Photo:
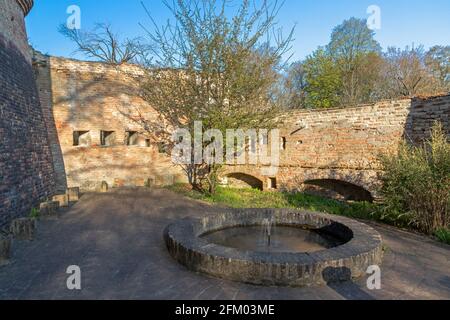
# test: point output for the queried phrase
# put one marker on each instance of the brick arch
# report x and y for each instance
(351, 184)
(244, 180)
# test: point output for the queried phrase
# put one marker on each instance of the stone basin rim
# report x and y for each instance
(363, 248)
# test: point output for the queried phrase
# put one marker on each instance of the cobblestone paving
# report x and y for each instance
(116, 239)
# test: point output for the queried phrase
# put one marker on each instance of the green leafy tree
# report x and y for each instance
(323, 80)
(416, 183)
(437, 59)
(356, 54)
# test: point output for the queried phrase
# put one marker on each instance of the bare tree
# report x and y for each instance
(437, 59)
(103, 44)
(215, 65)
(406, 74)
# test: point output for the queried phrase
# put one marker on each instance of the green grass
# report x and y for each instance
(252, 198)
(443, 235)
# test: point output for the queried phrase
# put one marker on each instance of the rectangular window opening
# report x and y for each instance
(283, 143)
(272, 183)
(132, 138)
(108, 138)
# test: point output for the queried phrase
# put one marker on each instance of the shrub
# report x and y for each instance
(416, 183)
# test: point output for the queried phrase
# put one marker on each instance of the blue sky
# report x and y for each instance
(404, 22)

What is needed:
Please render the lines above as a two-column CSV with the headers "text" and "answer". Each row should hold one group of lines in the first column and the coordinates that follow it in the second, with each field quoted and line breaks turned into spaces. Leave the pictures out.

Result for this task:
text,answer
"Photo: # test: point output for the queried phrase # put one marker on each instance of the brick arch # report x and y for each instance","(351, 184) (244, 180)"
"# test: point output for the queried phrase # put one marker on each instance of the stone basin rim # report x and y for each instance","(363, 248)"
"# test: point output for the queried phrase # put one marker on each instance of the cobblestone paving # report x and y for each instance","(116, 239)"
"# test: point output for the queried phrase # put one marker on each instance of the green leafy tree # report x and y for each instance","(323, 80) (416, 183) (437, 59) (356, 54)"
"# test: point output for the queried phrase # put one marker on each instance of the bare tree # report x and y for each instance","(437, 59) (103, 44) (215, 65) (406, 74)"
"# test: point output for the queried phrase # put one marker on each instance of the green grass # report x and y for each instance","(252, 198) (443, 235)"
"# test: point output for the queried phrase # put one marker on each instance of the rectangular window opening # report x and y for each instance","(283, 143) (272, 183) (132, 138) (108, 138)"
"# test: point output for the queried phrase # put one marker on each instance of the shrub # report x and y for each instance","(416, 183)"
"# test: point output for the queried phrase # put one marker on each instance of the blue sky # report x and y for each instance","(404, 22)"